What this task involves:
Output only the span of lines that begins at the line containing "Question. Put a marker on each instance of the yellow cycling" and ends at the last line of the data, both included, exactly as they appear.

Start of Task input

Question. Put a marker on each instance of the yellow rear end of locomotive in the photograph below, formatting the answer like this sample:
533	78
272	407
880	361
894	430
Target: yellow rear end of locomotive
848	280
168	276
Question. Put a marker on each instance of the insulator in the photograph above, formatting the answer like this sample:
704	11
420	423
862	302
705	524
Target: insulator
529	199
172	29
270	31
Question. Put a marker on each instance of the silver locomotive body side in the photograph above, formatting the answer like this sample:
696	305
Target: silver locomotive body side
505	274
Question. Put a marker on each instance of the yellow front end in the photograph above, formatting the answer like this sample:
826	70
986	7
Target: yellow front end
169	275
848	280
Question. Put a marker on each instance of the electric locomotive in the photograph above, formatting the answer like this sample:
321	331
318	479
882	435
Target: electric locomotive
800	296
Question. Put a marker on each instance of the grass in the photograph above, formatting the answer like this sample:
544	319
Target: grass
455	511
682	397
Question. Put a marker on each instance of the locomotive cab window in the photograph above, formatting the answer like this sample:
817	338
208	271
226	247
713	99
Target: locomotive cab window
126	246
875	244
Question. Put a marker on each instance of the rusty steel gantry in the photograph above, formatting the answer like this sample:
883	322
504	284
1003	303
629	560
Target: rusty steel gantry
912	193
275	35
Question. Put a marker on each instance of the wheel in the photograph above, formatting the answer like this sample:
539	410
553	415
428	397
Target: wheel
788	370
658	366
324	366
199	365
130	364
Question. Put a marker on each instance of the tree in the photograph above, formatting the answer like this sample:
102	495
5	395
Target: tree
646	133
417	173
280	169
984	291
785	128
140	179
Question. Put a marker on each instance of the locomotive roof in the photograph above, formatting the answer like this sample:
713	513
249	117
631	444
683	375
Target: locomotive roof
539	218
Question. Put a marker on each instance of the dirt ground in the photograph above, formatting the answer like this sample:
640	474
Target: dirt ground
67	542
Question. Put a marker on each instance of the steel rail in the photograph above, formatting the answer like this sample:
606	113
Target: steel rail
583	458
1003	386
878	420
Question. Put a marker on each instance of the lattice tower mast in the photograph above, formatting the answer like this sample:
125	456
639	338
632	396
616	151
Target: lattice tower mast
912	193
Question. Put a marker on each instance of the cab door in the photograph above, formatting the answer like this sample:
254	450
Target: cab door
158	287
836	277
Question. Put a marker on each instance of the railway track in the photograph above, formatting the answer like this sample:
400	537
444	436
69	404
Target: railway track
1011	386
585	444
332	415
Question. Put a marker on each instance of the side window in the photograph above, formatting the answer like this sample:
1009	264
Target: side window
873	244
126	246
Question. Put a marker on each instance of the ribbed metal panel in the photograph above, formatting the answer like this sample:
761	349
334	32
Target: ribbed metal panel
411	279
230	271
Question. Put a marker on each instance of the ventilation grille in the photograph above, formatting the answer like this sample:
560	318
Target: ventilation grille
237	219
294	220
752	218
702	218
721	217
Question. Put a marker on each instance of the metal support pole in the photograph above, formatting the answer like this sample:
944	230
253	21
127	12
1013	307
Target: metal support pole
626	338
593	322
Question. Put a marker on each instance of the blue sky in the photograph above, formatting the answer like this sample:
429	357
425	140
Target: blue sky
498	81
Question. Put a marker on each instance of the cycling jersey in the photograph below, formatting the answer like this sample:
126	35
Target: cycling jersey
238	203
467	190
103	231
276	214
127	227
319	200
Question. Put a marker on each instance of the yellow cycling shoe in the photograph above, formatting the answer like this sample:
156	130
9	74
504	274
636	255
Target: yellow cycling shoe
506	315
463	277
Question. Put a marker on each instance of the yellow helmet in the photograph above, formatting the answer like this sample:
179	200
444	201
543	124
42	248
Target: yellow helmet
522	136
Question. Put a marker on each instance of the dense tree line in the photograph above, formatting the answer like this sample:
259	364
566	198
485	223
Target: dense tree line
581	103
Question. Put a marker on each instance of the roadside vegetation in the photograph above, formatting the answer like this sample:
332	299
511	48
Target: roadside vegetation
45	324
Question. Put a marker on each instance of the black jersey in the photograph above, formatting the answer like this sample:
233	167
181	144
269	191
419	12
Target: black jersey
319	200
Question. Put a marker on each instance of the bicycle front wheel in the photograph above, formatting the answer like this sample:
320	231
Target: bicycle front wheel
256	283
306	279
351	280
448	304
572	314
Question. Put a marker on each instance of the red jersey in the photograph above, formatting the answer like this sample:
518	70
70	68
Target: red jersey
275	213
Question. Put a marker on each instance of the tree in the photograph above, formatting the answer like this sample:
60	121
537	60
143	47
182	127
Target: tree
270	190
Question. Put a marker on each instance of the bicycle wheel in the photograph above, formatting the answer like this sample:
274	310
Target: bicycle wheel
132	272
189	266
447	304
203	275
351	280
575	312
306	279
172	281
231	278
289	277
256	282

End of Task input

Response to this exercise:
Question. Put a marker on each instance of the yellow cycling shoe in the photograph above, formatting the answer like this sample:
156	130
9	74
504	274
636	255
Target: yellow cycling shoe
506	315
463	277
Question. Put a marker on each instance of the yellow helmet in the photograph above, formatting the answer like this sample:
179	200
444	201
543	124
42	248
Target: yellow helmet
522	136
Question. Put a marker on each instance of the dense tree line in the photograph above, formatting the answer like this sample:
259	364
566	198
485	223
Target: dense tree line
581	103
Question. Put a marker on each instance of the roadside vegetation in the photograph above, formatting the answer like this sample:
332	299
511	48
Target: roadside vegetation
45	324
Question. Put a marker on each instance of the black jersey in the photograph above, formatting the answer like this sample:
233	167
181	144
269	191
419	12
Target: black jersey
319	200
Question. Put a marker on each instance of the bicycle front wheel in the photograph above, formatting the answer like this sample:
320	231
Target: bicycle front wheel
256	283
306	279
351	280
448	304
572	314
Question. Put a marker on each instance of the red jersey in the photograph above, formatting the answer like this sample:
518	70
70	68
Target: red jersey
275	213
Question. Put a marker on each instance of the tree in the photograph above, formatting the answer like this sample:
60	121
537	60
143	47
182	127
Target: tree
270	190
Question. Put a marker on each instance of the bicycle wheel in the photograph above, formatting the answer like this sample:
274	310
Target: bicycle wheel
132	272
189	266
447	304
203	275
351	280
575	312
306	279
172	281
231	278
289	277
256	282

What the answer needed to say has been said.